Leave out any pictures and transcribe all other data below exactly.

Named-object pointing records

┄┄┄┄┄┄

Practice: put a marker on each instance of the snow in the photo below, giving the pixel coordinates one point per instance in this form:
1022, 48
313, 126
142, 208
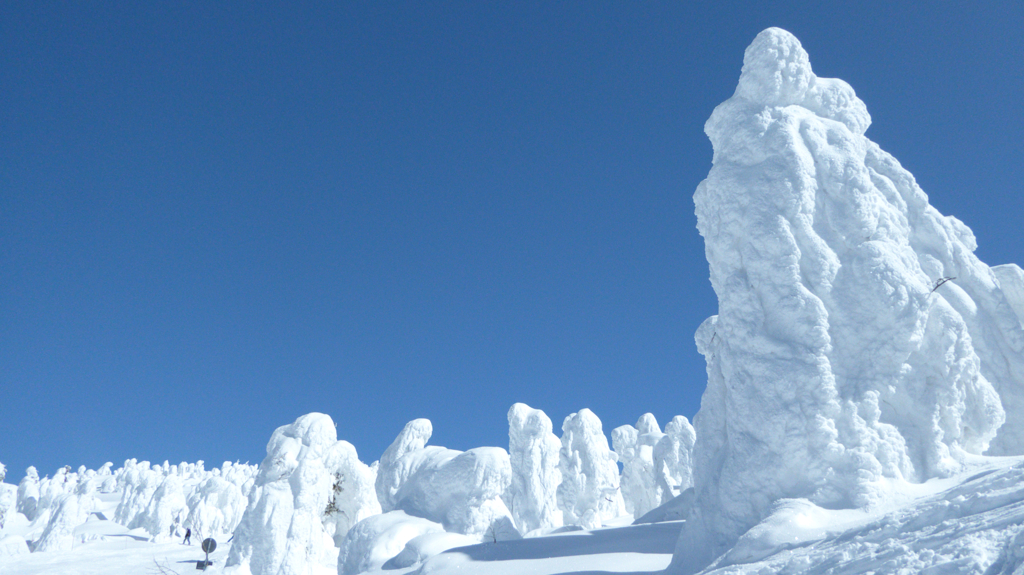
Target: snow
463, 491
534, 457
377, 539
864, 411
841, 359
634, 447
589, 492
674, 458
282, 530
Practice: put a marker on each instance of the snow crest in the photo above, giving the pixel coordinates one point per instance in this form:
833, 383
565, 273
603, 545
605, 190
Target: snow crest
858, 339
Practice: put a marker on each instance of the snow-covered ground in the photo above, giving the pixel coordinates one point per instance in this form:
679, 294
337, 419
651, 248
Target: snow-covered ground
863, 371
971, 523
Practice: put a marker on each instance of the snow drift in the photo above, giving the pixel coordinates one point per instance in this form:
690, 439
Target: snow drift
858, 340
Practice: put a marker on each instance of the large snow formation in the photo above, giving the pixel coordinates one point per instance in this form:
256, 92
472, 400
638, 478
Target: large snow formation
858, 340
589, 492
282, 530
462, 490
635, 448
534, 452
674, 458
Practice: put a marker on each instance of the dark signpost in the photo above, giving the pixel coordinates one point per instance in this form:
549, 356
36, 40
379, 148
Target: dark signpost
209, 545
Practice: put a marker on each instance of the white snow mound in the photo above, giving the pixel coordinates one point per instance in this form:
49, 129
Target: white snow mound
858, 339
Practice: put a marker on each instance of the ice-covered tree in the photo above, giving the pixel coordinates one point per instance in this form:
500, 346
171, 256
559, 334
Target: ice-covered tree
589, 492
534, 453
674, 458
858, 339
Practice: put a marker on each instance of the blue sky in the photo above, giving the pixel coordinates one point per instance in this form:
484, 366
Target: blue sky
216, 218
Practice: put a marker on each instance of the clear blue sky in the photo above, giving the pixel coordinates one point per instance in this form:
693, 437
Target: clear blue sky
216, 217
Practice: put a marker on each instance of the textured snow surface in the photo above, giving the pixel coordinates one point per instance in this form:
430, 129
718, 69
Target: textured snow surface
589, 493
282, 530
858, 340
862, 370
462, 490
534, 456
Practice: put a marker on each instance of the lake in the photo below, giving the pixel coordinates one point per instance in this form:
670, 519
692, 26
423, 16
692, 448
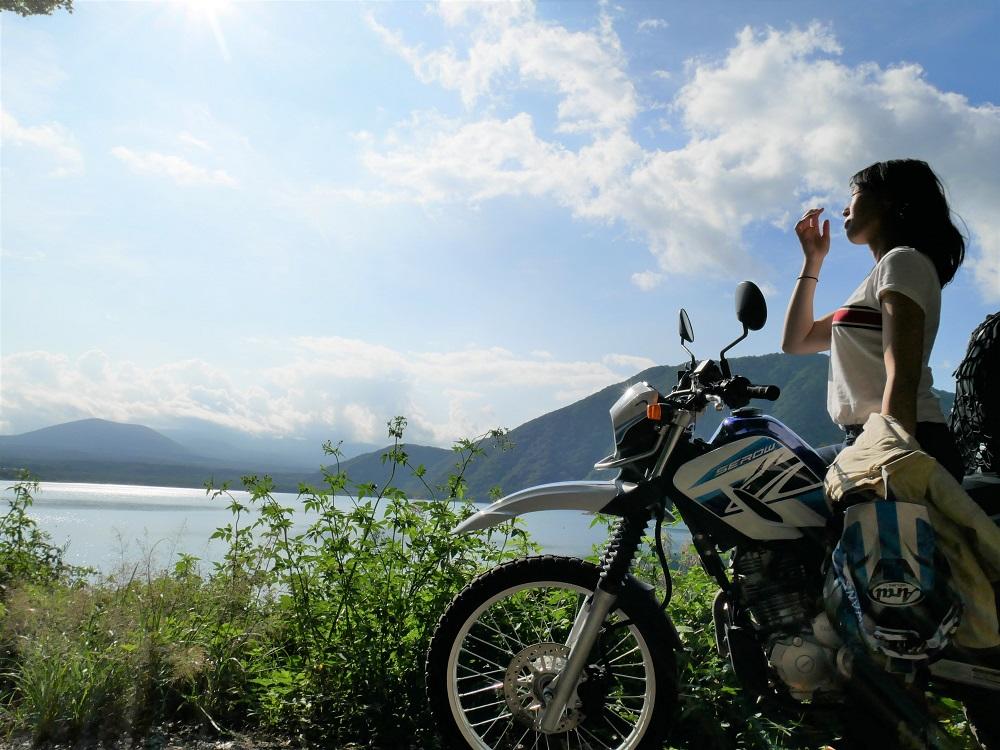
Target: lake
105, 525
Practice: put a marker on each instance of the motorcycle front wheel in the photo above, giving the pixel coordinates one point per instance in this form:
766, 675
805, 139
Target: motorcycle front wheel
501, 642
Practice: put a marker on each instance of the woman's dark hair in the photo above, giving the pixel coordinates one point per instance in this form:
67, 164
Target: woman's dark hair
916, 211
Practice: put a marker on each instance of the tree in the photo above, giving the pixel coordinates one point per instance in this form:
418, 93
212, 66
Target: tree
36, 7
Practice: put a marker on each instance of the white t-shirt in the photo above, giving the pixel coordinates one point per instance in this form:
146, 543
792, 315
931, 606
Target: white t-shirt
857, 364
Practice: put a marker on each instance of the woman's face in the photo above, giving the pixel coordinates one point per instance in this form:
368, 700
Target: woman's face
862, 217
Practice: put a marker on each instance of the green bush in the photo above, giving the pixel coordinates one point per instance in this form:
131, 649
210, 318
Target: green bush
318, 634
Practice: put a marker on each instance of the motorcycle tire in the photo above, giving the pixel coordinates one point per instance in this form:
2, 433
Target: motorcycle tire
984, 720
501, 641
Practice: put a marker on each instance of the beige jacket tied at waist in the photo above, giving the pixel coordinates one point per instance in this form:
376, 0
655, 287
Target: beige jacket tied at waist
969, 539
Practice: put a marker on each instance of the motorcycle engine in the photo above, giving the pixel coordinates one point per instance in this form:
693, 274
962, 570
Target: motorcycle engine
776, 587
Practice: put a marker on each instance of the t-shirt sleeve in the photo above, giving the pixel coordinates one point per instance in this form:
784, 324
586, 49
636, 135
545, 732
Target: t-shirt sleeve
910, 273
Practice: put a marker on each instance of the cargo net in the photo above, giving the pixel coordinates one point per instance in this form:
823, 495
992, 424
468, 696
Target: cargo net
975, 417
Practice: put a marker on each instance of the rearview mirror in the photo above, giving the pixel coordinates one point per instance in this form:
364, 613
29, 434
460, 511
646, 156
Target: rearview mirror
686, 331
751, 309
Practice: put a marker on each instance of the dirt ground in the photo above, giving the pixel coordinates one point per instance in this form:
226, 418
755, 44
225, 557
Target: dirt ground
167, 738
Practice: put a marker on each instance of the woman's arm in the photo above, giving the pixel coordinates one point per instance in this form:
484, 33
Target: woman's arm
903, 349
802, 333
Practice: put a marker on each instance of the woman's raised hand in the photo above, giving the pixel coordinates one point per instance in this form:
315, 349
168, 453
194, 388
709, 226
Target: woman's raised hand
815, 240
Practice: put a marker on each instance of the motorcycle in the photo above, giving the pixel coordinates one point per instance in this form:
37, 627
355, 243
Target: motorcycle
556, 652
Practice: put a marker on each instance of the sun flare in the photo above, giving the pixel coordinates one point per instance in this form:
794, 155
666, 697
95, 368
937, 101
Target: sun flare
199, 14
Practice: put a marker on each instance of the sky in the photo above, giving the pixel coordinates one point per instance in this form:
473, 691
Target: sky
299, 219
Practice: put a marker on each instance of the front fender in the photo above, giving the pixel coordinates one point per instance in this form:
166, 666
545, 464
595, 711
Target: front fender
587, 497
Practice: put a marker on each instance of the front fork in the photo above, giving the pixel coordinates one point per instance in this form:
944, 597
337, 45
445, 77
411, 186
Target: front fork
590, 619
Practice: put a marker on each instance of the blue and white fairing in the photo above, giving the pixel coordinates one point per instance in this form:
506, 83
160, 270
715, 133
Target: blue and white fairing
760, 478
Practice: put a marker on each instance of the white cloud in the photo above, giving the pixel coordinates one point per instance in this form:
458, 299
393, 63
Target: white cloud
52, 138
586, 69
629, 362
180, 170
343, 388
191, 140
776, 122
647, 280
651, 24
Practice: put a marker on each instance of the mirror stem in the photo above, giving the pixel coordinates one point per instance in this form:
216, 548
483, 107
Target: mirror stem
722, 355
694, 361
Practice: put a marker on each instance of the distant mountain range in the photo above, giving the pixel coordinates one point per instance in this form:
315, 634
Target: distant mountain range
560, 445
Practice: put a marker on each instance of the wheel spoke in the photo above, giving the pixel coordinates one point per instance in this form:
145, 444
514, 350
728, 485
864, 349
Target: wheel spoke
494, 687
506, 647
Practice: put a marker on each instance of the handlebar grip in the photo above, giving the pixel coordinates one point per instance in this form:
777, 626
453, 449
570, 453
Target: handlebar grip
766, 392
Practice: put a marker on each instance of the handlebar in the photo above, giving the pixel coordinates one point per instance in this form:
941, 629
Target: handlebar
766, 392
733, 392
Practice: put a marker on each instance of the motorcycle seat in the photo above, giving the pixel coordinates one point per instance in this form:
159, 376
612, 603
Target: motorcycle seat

┄┄┄┄┄┄

**PROBLEM SOLUTION**:
Practice: put a marker on each instance of the snow in the photo below, giving the pixel coordinates one point per instance in this form:
1022, 48
313, 126
142, 208
Target: snow
463, 491
534, 457
377, 539
864, 411
841, 359
634, 447
589, 492
674, 458
282, 530
Practice: put a marker on each instance of the snow crest in the photo above, giving the pixel coordinates one point per instance in this form:
833, 383
565, 273
603, 545
605, 190
Target: snow crest
858, 339
Practice: put a marker on each instance of the snow-covered ground in the photo above, giving the pixel coordinates one point per instance in this form:
679, 294
337, 419
651, 248
Target: snow-covered ground
863, 371
971, 523
Practice: put a marker on each instance of the snow drift in the photo above, giving the pixel coordinates one point per instance in this form:
690, 439
Target: snow drift
858, 340
Practice: put a marker on each instance of the large snow formation in the photo above, giving the pixel coordinates one point per instance in this form:
256, 92
472, 400
638, 478
Target: large snow formation
858, 340
589, 492
282, 530
462, 490
635, 448
534, 452
674, 458
Practice: put a marker on each instance of the dark signpost in the photo above, giving the pixel coordinates one point per instance in this form:
549, 356
36, 40
379, 148
Target: dark signpost
209, 545
Practice: put a marker on each instance of the white snow mound in the photo above, giving the pixel coordinates one point per instance in this form:
49, 129
Target: white snow mound
858, 339
Practice: put a marker on each instance of the ice-covered tree in the photo above, giving the pixel coordinates one point per instance in this form:
500, 346
171, 256
559, 334
Target: ice-covered tree
589, 492
534, 453
674, 458
858, 339
Practice: put a marker on each instance of the blue sky in the photo above, giving the pixel coordinates one point per instance in this form:
484, 366
Target: blue sky
216, 218
Practice: put a marker on each instance of the clear blue sky in the photo above, giving the pixel coordinates one point per instance in this form:
693, 437
Target: clear blue sky
216, 217
Practice: put a marker on each instance of the textured snow surface in the photo above, giving the pixel coordinates one point per instance in this form:
430, 129
718, 69
Target: textured snow surface
589, 493
282, 530
858, 340
862, 370
462, 490
534, 456
Practice: put a marker on each instance of the lake in the photo below, giving the pixel coordinates one point per instance in this form:
670, 519
692, 26
423, 16
692, 448
Target: lake
105, 525
Practice: put a marker on each instance of the motorcycle front wheel in the photo above, giving the pixel coordinates one point per instance in this form:
766, 675
805, 139
Target: motorcycle front wheel
501, 642
Practice: put a marker on each instance of the woman's dark hair in the photo above, giving the pixel coordinates one point per instance in this form:
67, 164
Target: woman's dark hair
916, 211
Practice: put a marker on each instance of the tree in the photo above, giving the pixel coordinates one point per instance in this form:
418, 93
212, 66
Target: tree
36, 7
Practice: put a marker on each instance of the white t-shirt in the photo above, giving the pixel coordinates one point per instance in this form:
146, 543
792, 315
931, 606
Target: white t-shirt
857, 364
Practice: put a marker on each instance of the woman's face in the photo above, giving the pixel coordinates one point per instance in this form:
368, 700
Target: woman's face
862, 217
Practice: put a marker on each instance of the green bush in the photo above, giving the pixel coordinates one point per instance in this form:
131, 649
210, 318
Target: green bush
318, 634
Practice: put a marker on each instance of the motorcycle tire in the photo above, giving the pixel coordinates one point per instance in this form:
2, 433
Target: motorcycle tire
984, 720
501, 641
Practice: put a marker on each instance of the beige jacket tied at waist in the photo above, giving the pixel coordinates one point per instance in this form:
376, 0
655, 287
Target: beige jacket tied at waist
969, 539
Practice: put a marker on each instance of the motorcycle engine in the photo above, giving the pixel coordinates one point per instance in this form:
693, 274
962, 570
Target: motorcycle engine
776, 587
Practice: put a marker on each instance of the t-shirt sleeve in the photo above, giving the pixel coordinates one point per instance in this form:
784, 324
586, 49
636, 135
545, 732
Target: t-shirt sleeve
910, 273
Practice: put a marker on each instance of the cargo net in the photo above, giving the pixel coordinates one point per instance in this form:
823, 495
992, 424
468, 696
Target: cargo net
975, 417
Practice: put a marker on each instance of the rearview mirror in the photo above, giving the pixel coordinates one point per instance in this form:
364, 613
29, 434
460, 511
646, 156
Target: rearview mirror
686, 331
751, 309
Practice: put a marker on each instance of the dirt ground in the photo above, giving the pixel coordinates one point per instance in this form:
226, 418
755, 44
225, 557
Target: dirt ground
167, 738
Practice: put a marker on each instance of the woman's arm in the photo above, giving the pixel coordinates one point per instance in this form:
484, 33
Target: woman's arm
903, 349
802, 333
Practice: put a marker on each instance of the woman's raised hand in the photo above, giving the pixel coordinates one point per instance in this form:
315, 349
168, 453
194, 388
709, 226
Target: woman's raised hand
815, 240
Practice: put a marker on each instance of the motorcycle in the photo above, giving the pixel coordinates one point per instance in this form:
37, 627
355, 243
Target: motorcycle
556, 652
Practice: put a marker on each instance of the sun flare in the photo above, giving the pixel coordinates one point per instance in this form:
794, 155
666, 697
95, 368
937, 101
Target: sun flare
199, 14
Practice: put a marker on each instance of the sky in the photo above, giving the pixel coordinates one point per instance in this form:
473, 691
Target: sky
299, 219
Practice: put a marker on each instance of the front fender in the photo above, giving the pixel coordinates one point per instance in this form:
166, 666
545, 464
595, 711
Target: front fender
587, 497
Practice: put a marker on each instance of the front fork in the photo above, giving the pixel coordinates one point per instance in this form:
944, 597
337, 45
445, 77
411, 186
Target: front fork
590, 619
Practice: put a marker on each instance of the blue and white fairing in the photo above, giving the pixel coordinates one point per instance in this form:
506, 83
160, 270
715, 133
Target: blue and white fairing
760, 478
Practice: put a marker on each instance of the white cloud in the photo above, giving the pixel coordinates one point per instance in this form:
458, 299
393, 63
Target: white cloud
52, 138
586, 69
629, 362
180, 170
343, 388
191, 140
776, 122
647, 280
651, 24
Practice: put a marker on each instance of the mirror stem in the photo above, giving the pixel coordinates one point per instance in this form:
216, 548
483, 107
Target: mirror stem
722, 355
694, 361
Practice: put a marker on each instance of the distant mountain range in the photo above, giving the pixel coordinates one point per instance in this form:
315, 634
Target: distant mountain range
560, 445
Practice: put a marker on each instance of the wheel spoke in the photo above, giving the pixel coordinates one point per instance in this form:
145, 444
514, 350
728, 485
864, 349
Target: wheel spoke
494, 687
506, 647
Practice: put a marker on each instance of the handlebar grip in the photo above, giving the pixel coordinates one point per instance in this form:
777, 626
453, 449
570, 453
Target: handlebar grip
766, 392
Practice: put a marker on each instance of the handlebar in the photo above, giving the pixel coordinates one point per instance in this form:
941, 629
Target: handlebar
766, 392
733, 392
Practice: put a marker on each instance of the motorcycle seat in the photo above, giving the pixel coordinates one point per instance in this form:
159, 376
612, 603
Target: motorcycle seat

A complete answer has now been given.